▶ [Aim of the exercise]
What you give back must match the data below character for character.

[[ Data in this exercise open ]]

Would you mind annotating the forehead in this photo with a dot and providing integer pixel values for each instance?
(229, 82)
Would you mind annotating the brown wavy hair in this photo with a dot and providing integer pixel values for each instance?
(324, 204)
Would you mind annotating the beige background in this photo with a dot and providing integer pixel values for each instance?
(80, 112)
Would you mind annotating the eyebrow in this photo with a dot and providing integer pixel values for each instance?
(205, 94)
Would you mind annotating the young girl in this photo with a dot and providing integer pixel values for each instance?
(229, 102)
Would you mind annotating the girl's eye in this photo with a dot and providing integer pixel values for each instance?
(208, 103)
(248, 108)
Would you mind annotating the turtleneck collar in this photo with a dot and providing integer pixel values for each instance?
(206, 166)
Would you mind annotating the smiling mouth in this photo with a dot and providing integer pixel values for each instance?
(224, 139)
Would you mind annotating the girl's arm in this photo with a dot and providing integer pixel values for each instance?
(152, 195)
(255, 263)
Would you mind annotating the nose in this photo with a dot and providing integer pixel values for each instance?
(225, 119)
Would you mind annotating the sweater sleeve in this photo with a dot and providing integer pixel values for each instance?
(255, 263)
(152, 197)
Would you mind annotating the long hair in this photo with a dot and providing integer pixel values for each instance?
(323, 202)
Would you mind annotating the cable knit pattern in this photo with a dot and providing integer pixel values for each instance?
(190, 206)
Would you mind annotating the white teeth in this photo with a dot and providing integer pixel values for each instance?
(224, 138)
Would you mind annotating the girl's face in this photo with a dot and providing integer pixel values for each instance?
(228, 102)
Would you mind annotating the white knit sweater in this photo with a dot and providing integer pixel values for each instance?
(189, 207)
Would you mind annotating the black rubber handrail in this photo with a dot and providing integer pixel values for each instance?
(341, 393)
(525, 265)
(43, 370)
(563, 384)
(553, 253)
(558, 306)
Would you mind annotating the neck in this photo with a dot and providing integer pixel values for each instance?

[[ Data in this exercise closed ]]

▶ [Exercise output]
Would you mind annotating the forehead in this photo with a dot and providing integer pixel values for each instance?
(229, 82)
Would you mind annotating the brown wavy hair in this photo with a dot and providing integer pixel values for each instance?
(324, 204)
Would you mind annotating the beige background in this photo with a dot and providing integer pixel values for each instance?
(80, 112)
Would you mind annotating the eyebrow in this photo with a dot and providing integer pixel values for each instance?
(205, 94)
Would you mind annotating the young girl in this photo with a dot and providing integer pixel values for each instance?
(229, 102)
Would you mind annotating the girl's eye in this photo with a dot and providing integer pixel values for each instance?
(208, 103)
(248, 108)
Would you mind annotating the turtleneck collar in this photo with a dot and providing integer pixel values for each instance?
(206, 166)
Would you mind annotating the smiling mouth in this photo with a dot and providing integer pixel values for each instance?
(224, 139)
Would you mind annotating the girl's arm in this photo with a dot and providing integer pixel values for each instance?
(152, 195)
(255, 263)
Would you mind annotating the nose in this photo with a dot and providing integer pixel values for each instance?
(225, 119)
Would you mind annotating the sweater sleeve in this photo with a dot and providing integer pixel values for each instance?
(255, 263)
(152, 197)
Would you mind annotating the long hair in this photo with a dot and providing integer pixel values for each instance?
(323, 202)
Would you mind annotating the cable knit pattern in this photo with a dot and providing integer pixel values for each instance?
(190, 206)
Would you mind annotating the white teeth in this photo with a dot and providing integer pixel values for each instance?
(224, 138)
Would you mind annotating the girl's face in this photo with a dot and providing integer pixel values for each instance?
(228, 102)
Would you mind annotating the white knit sweater in this photo with a dot and providing integer pixel values for each instance?
(189, 207)
Would you mind annotating the black rubber handrail in this photo with a dot and providing integer pixel values for each instance?
(341, 393)
(525, 265)
(43, 370)
(563, 384)
(553, 253)
(558, 306)
Would you mind annotating the neck in this photo with a dot and providing integer pixel values for each instance?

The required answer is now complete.